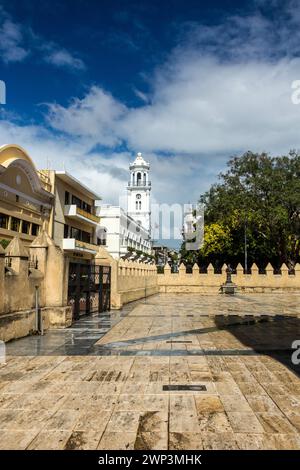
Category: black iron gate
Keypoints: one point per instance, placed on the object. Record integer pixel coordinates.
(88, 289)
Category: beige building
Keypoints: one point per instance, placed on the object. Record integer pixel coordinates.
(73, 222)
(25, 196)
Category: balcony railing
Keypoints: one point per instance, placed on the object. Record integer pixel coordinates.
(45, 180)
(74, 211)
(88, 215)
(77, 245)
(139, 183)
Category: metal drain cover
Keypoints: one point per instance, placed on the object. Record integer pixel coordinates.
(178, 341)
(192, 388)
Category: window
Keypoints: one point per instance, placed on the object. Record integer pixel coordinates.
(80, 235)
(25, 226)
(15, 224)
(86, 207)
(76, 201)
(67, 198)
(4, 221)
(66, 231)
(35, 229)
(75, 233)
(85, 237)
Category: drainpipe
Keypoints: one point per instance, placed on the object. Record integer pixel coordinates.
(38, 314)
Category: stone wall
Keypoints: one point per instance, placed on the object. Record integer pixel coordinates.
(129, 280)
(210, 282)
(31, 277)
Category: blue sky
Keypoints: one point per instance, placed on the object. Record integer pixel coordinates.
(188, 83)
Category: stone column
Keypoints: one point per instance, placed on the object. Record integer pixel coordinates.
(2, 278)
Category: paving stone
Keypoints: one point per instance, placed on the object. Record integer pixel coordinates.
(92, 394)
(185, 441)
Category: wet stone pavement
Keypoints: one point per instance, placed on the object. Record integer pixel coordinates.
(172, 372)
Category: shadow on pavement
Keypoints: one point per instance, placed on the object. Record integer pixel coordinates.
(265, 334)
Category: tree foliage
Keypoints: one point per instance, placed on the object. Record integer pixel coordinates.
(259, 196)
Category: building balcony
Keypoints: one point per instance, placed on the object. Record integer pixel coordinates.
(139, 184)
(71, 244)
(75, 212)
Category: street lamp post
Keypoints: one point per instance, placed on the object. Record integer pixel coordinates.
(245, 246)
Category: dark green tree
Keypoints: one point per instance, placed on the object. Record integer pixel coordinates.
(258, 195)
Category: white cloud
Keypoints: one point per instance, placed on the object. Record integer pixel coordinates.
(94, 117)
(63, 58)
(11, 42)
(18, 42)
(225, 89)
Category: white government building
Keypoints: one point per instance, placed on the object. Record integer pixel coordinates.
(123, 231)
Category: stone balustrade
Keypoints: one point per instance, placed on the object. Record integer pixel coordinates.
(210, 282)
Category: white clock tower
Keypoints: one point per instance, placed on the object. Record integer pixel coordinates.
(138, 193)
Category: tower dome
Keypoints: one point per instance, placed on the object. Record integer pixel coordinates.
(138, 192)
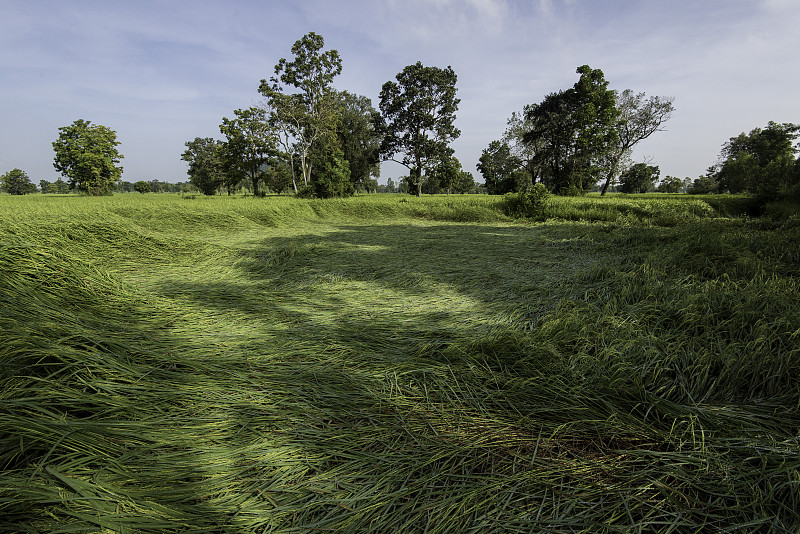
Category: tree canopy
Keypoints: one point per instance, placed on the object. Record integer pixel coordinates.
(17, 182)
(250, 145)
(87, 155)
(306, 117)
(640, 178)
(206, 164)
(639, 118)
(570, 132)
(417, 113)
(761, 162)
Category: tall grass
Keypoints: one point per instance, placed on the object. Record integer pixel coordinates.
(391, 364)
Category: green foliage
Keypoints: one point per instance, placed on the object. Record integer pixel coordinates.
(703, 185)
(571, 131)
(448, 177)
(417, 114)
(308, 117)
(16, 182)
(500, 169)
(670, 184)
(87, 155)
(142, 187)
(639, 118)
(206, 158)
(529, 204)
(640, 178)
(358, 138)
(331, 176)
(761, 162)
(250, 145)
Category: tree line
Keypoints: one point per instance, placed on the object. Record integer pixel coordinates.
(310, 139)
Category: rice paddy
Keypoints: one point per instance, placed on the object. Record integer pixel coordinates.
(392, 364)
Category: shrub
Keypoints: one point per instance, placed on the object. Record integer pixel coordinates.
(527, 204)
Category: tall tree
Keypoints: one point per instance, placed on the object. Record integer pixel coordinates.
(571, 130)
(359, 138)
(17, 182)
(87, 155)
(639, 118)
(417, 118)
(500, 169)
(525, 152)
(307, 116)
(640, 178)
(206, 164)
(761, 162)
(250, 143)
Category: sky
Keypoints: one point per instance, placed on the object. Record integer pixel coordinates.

########

EXERCISE DIRECTIONS
Leave the pictures out, and restate exactly the lines from the start of the records through the one that contains "Category: metal drain cover".

REPLY
Category: black iron gate
Keypoints: one point per instance, placed on the object. Record integer pixel coordinates.
(88, 289)
Category: beige building
Keypoints: one point per instance, placed on the object. Record integer pixel coordinates.
(73, 222)
(25, 196)
Category: balcony railing
Keypoints: one point per instance, placed on the object. Record integer pixel coordinates.
(45, 180)
(74, 211)
(88, 215)
(77, 245)
(139, 183)
Category: metal drain cover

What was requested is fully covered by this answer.